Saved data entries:
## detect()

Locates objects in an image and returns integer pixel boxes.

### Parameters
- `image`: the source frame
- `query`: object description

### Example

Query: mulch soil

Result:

■ **To do**
Your answer should be all of the records, transcribed exactly.

■ **Your response**
## detect()

Locates objects in an image and returns integer pixel boxes.

### Parameters
- `image`: the source frame
- `query`: object description

### Example

Query: mulch soil

Result:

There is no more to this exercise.